▶ _Point localization data_:
▼

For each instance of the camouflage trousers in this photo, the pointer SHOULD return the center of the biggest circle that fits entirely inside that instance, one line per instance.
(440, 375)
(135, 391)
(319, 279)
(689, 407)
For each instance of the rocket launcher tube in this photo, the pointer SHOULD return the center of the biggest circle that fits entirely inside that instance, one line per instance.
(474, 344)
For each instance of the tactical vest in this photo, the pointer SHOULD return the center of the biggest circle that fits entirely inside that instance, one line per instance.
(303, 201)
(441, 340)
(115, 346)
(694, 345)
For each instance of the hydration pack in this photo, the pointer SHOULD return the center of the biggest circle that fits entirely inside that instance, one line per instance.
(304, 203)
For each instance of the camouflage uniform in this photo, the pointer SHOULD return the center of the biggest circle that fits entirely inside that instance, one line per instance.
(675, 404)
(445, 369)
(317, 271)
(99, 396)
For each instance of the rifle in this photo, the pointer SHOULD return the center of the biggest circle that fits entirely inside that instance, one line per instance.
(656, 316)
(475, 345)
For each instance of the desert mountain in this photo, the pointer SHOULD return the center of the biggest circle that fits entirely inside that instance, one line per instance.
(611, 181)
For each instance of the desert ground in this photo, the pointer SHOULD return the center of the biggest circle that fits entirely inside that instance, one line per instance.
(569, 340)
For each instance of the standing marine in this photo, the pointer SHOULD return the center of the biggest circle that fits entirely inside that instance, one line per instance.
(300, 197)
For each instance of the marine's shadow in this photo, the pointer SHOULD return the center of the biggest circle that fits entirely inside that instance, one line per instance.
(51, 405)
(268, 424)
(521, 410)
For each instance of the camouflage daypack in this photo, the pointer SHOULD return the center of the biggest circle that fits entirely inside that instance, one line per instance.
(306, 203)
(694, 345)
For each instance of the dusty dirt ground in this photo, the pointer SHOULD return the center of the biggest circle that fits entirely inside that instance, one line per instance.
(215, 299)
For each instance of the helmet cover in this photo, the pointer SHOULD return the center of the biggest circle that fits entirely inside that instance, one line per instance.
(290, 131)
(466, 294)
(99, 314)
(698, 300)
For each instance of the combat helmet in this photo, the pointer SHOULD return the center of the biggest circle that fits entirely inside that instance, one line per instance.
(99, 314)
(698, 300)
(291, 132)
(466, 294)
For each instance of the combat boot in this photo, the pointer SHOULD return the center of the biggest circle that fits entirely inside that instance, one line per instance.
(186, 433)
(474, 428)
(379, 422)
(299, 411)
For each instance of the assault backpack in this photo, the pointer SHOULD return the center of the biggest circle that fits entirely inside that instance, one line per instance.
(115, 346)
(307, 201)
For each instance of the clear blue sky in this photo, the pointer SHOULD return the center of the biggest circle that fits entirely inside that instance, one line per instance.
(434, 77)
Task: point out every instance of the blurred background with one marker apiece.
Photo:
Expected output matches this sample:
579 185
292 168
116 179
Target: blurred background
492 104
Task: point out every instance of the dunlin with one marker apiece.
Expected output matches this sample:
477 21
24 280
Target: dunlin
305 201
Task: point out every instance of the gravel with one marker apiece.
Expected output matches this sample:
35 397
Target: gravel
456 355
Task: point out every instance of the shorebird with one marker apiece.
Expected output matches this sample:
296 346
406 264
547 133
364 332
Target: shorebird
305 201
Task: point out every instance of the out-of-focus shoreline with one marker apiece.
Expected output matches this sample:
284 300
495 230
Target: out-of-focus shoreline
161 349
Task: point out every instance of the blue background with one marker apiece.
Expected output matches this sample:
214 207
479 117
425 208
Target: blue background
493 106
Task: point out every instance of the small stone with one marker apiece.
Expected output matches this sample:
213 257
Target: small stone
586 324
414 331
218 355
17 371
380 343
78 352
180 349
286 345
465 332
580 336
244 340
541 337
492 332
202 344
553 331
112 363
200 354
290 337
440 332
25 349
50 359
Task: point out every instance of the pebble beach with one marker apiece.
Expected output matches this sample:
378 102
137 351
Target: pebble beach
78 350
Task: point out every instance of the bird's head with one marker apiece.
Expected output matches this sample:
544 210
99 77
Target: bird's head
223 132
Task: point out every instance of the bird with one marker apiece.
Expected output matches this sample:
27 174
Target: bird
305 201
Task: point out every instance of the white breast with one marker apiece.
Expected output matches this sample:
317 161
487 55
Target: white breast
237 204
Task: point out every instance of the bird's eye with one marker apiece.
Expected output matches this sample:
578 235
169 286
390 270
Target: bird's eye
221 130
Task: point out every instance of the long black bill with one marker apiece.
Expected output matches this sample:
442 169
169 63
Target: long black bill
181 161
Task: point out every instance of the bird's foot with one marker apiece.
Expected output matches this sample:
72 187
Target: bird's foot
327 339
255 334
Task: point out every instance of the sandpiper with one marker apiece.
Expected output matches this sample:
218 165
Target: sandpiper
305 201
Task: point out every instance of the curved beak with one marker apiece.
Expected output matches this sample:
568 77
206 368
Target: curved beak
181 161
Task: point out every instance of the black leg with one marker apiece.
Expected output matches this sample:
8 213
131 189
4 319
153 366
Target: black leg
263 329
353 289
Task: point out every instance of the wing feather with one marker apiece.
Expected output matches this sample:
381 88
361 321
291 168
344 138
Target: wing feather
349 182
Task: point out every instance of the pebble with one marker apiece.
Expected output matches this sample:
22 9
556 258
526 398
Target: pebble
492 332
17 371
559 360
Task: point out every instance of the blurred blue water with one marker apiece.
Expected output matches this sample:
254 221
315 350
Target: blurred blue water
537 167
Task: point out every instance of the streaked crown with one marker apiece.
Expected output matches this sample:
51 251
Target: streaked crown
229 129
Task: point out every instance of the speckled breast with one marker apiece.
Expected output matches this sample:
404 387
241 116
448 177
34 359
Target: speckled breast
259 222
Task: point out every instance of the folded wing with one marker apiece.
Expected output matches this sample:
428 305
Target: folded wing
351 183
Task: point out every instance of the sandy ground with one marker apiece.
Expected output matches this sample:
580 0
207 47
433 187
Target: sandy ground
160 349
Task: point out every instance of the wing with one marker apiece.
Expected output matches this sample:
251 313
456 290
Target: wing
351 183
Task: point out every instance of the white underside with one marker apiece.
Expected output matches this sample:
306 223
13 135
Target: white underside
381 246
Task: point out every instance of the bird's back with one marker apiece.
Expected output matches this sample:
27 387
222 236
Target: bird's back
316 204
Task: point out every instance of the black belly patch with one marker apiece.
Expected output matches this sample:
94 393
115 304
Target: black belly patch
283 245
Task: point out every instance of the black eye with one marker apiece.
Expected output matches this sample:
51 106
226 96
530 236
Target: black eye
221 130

▲

▶ _WHAT THIS TASK INVOLVES_: Print all of the data exactly as it stands above.

▶ _RESULT OF THE EXERCISE_:
For each instance of the camouflage trousers in this photo, the pointer SHOULD return the center of the biggest circle that fits entirely inside that instance, one line per instance.
(440, 375)
(135, 391)
(319, 279)
(689, 407)
For each instance of the rocket launcher tube in this photo, the pointer SHOULD return the center of the biggest circle that fits entirely inside that instance, one line per instance.
(474, 344)
For each instance of the tactical vest in this photo, the pointer SHOULD return the center of the biggest circle that fits entirely inside that instance, one line per instance.
(303, 201)
(441, 340)
(115, 346)
(694, 345)
For each instance of the hydration pack in this photo, the pointer SHOULD return the center of the biggest circle that fits entirely inside that instance, one line per instance.
(304, 203)
For each instance of the camouflage uniform in this photo, the pointer SHOULD return the center of the biggest circle that fits entirely inside that instance, one line per instance.
(675, 404)
(445, 369)
(317, 271)
(99, 396)
For each instance of the rifle in this photo, the pointer SHOULD return the center of the biggest circle that fits entirely inside that instance, one line per instance.
(656, 316)
(475, 345)
For each instance of the desert mountain in this photo, the pointer SHOULD return the center of the biggest circle that fits entirely inside that instance, one line per instance.
(611, 181)
For each instance of the desert ground in this photo, the pointer SHOULD return the center of the biggest circle that fits entirely inside that instance, one line per instance.
(569, 340)
For each instance of the standing marine in this photo, the pointer SHOULD return the center of the biggest circle that fits entirely inside that instance, one line per instance.
(300, 197)
For each instance of the marine's shadow in this photo, the pointer SHOULD return the center of the biggest circle that fits entirely inside that instance, one line per instance.
(51, 405)
(268, 424)
(521, 410)
For each instance of the camouflage daypack in this photo, the pointer SHOULD return the center of the biggest circle that fits entirely inside that instance, one line per instance.
(306, 203)
(694, 345)
For each instance of the dusty dirt ground in this photo, the pointer SHOULD return the center of the biggest circle that fits entirely inside that instance, one line per instance.
(215, 299)
For each instance of the helmet cover in this photo, the pointer SHOULD return the center of the biggest circle that fits entirely inside that instance, one line per instance.
(290, 131)
(466, 294)
(99, 314)
(698, 300)
For each instance of the combat helmet in this photo, the pointer SHOULD return the center of the biggest circle that fits entirely inside that instance, one line per instance.
(99, 314)
(698, 300)
(291, 132)
(466, 294)
For each instance of the combat boot in this photo, the pointer SHOULD return the center of the biggest circle that fits entirely inside that instance, one line per instance.
(186, 433)
(474, 428)
(379, 422)
(299, 411)
For each instance of the assault backpack in this photo, the pointer SHOULD return the center of the biggest circle that fits entirely inside that instance, one line per instance.
(115, 346)
(307, 201)
For each instance of the clear blue sky in this photo, the pointer SHOULD return the center of the biggest circle that fits entirely inside that instance, one line per instance.
(434, 77)
Task: point out every instance of the blurred background with one marker apiece.
Photo:
Expected output matches this sample:
579 185
292 168
116 179
Target: blurred background
492 104
Task: point out every instance of the dunlin with one marker apiece.
Expected output matches this sample:
477 21
24 280
Target: dunlin
305 201
Task: point out every instance of the gravel with one marker apiece.
Expected output matches this sample:
35 397
Target: gravel
456 355
Task: point out every instance of the shorebird with one marker apiece.
Expected output matches this sample:
296 346
406 264
547 133
364 332
Target: shorebird
305 201
Task: point out every instance of the out-of-focus shoreline with one marker apiece.
Expected output matches this sample:
284 300
495 230
Target: out-of-focus shoreline
161 349
Task: point out every instance of the blue background with one marker apiece.
Expected output matches this sample:
214 207
479 117
425 208
Target: blue background
493 106
Task: point out every instance of the small stone with one marker apiece.
Expected output matches this sample:
213 257
Target: small stone
586 324
414 331
218 355
17 371
380 343
78 352
180 349
286 345
465 332
580 336
244 340
541 337
492 332
202 344
553 331
112 363
200 354
290 337
440 332
25 349
50 359
Task: point out every instance of the pebble beach with one marker apiece.
Expected output matches this sample:
378 102
137 351
Target: pebble beach
78 350
Task: point out every instance of the bird's head with one marker apiece.
Expected output matches this sample:
544 210
99 77
Target: bird's head
223 132
Task: point out every instance of the bird with one marker apiece.
Expected output matches this sample:
27 174
Target: bird
305 201
Task: point out every instance of the white breast with one marker apiece.
Expected output matches this sample:
317 161
487 55
Target: white breast
237 204
Task: point out every instance of the bird's eye with one marker apiece.
Expected output matches this sample:
578 235
169 286
390 270
Target: bird's eye
221 130
Task: point out every instance of the long black bill with one marker apiece.
Expected output matches this sample:
442 169
169 63
Target: long black bill
181 161
Task: point out every instance of the bird's foot with one marker apiece.
Expected output matches this sample:
72 187
Target: bird's foot
327 339
255 334
Task: point out every instance of the sandpiper with one marker apiece.
Expected output matches this sample:
218 165
Target: sandpiper
305 201
Task: point out every instance of the curved beak with one marker apiece.
Expected output matches this sample:
568 77
206 368
Target: curved beak
181 161
Task: point out every instance of the black leg with one marker apiece.
Expected output matches this sample:
8 213
131 189
4 319
153 366
Target: black leg
263 329
353 289
Task: point out every instance of the wing feather with one marker apiece.
Expected output matches this sample:
381 88
361 321
291 168
344 138
Target: wing feather
349 182
Task: point out every instance of the pebble with one marker apiece.
Expected output matches this sample:
22 9
556 258
526 398
Target: pebble
492 332
17 371
559 360
Task: point out every instance of the blurred blue water with one marker apiece.
Expected output matches this sample:
254 221
315 350
Target: blurred blue water
537 167
Task: point out every instance of the streaked crown with one marker apiece.
Expected output matches this sample:
51 251
Target: streaked crown
229 129
Task: point out every instance of the speckled breast with one marker apiece.
Expected output matches this sample:
404 387
241 116
448 177
34 359
Target: speckled breast
259 222
Task: point out every instance of the folded wing with one marker apiece.
Expected output matches this sample:
428 305
Target: folded wing
351 183
Task: point out every instance of the sandy ground with one marker apiece.
Expected output matches this sample:
580 0
207 47
433 187
Target: sandy ground
160 349
Task: point out every instance of the wing with one marker apiece.
Expected output matches this sample:
251 313
456 290
Target: wing
351 183
Task: point out every instance of the white underside with one marker apiece.
Expected output matches this sample:
306 223
13 135
Target: white underside
381 246
Task: point out every instance of the bird's back with one marker apiece.
Expected output matches this sample:
27 387
222 236
Target: bird's back
316 204
Task: point out every instance of the black belly patch with one marker apiece.
Expected output matches this sample:
94 393
115 304
Target: black belly patch
283 245
Task: point out every instance of the black eye with one marker apiece.
Expected output matches this sample:
51 106
226 96
530 236
Target: black eye
221 130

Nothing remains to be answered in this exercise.